Monthly Archives: September 2019

The Reality of Therapy

I have been in therapy for a long time. I started working with my first therapist during an inpatient stay and I saw her for 18 months. But years later when I found myself relatively stable, I decided that I’d like it to stay that way and that I’d need help to do this and to work through the issues that are behind my mental illness. The NHS had not offered me any therapy at this time and besides, I was in full time employment; so I searched for someone I could see privately. I found a Psychologist local to me and contacted him to see if he thought he may be able to help. He is now the person I trust most in my life.

Not many people know I am in therapy but those who do are often very curious about what it’s like.

### Extracted entries
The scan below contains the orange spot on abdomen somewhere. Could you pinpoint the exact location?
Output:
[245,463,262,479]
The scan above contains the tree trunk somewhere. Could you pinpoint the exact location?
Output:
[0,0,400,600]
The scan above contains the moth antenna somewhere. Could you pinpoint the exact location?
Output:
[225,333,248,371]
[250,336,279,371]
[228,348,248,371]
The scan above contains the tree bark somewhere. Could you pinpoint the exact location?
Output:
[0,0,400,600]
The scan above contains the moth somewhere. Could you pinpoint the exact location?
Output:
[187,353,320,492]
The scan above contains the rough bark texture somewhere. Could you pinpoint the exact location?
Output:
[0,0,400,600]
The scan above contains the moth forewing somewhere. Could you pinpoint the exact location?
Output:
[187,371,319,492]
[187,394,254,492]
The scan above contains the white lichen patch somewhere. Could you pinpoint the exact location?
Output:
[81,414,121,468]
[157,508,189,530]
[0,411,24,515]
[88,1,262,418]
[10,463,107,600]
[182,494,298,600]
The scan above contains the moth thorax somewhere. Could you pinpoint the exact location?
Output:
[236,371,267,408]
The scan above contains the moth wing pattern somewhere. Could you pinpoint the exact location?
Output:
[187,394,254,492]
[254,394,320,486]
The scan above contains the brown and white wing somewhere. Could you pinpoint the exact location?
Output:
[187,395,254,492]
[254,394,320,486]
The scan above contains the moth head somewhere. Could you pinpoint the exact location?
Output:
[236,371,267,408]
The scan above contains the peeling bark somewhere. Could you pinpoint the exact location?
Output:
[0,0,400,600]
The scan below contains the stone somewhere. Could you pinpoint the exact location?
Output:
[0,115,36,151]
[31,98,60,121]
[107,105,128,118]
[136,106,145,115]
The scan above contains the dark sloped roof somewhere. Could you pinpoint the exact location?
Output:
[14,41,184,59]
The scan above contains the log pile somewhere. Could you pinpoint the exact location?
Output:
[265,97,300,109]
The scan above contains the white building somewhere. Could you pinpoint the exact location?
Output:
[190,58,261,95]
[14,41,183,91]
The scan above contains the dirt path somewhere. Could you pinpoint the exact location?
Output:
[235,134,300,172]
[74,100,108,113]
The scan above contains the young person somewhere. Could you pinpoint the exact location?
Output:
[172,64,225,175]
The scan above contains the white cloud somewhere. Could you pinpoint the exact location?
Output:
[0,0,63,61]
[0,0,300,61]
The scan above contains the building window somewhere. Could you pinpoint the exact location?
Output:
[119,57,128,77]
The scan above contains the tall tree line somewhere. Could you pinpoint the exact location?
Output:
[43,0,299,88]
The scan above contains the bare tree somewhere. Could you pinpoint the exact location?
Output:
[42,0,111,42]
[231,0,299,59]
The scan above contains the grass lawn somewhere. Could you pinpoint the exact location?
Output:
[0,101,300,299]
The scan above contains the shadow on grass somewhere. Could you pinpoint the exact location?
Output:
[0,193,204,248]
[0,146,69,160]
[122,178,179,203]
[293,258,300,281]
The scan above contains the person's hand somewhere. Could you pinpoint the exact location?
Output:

### Requirement A
Say whether each statement below agrees with the post on the reality of therapy, answering yes or no and quoting the words of the post that decide it. (i) The writer saw the first therapist for 18 months. (ii) The NHS had offered the writer therapy by the time the writer looked for a private psychologist. (iii) Many people know that the writer is in therapy.
### Requirement B
Write the next part of the post on the reality of therapy, starting after its last sentence.

### Final answer A
(i) Yes: "I started working with my first therapist during an inpatient stay and I saw her for 18 months."
(ii) No: "The NHS had not offered me any therapy at this time"
(iii) No: "Not many people know I am in therapy"

### Final answer B
Therapy is not what a lot of people imagine and there is nothing about it that is easy. It’s not like having a friend to vent to or ask advice from and there are certainly no quick solutions on offer. It is hard work, a lot of hard work. Sessions can exhaust and confuse me and can leave me in a therapy hangover for days. I have a great relationship with my therapist and I trust him implicity but this has taken time and a lot of patience. He probably knows more about me than anyone including family, friends and lovers but getting to that point has not been easy. Some things have been easier to say than others. Many things I have been so ashamed of that I’ve felt that I might have to sit on my hands to stop myself from running out of the door. Equally I have at times wanted to run from a session that has been more distressing than I ever imagined it could be. Some sessions have been so distressing and made me so angry that I have had to bite my lip to stop myself from screaming at him. At times he has pushed me so hard that I have hated him. Yet he has helped me to stay alive. At a point when I wasn’t getting any support from mental health services and was in crisis I ran to him, the only person I could think of. When he determined I wasn’t safe to leave he did all he could to get my local crisis team to engage but they wouldn’t, so he drove me to the local a&e and waited until I was seen. In recent years when I have tried to cancel appointments because I had plans to end my life, he has seen through this and reached out to me to ensure he was doing what he could to keep me safe, including calling my care coordinator to make her aware of the situation. Just 3 months he probably saved my life. I was barely able to engage during a session, too focussed on killing myself and although I had given him permission to call my care coordinator I had not realised how concerned he was until the crisis team turned up at my door the next morning.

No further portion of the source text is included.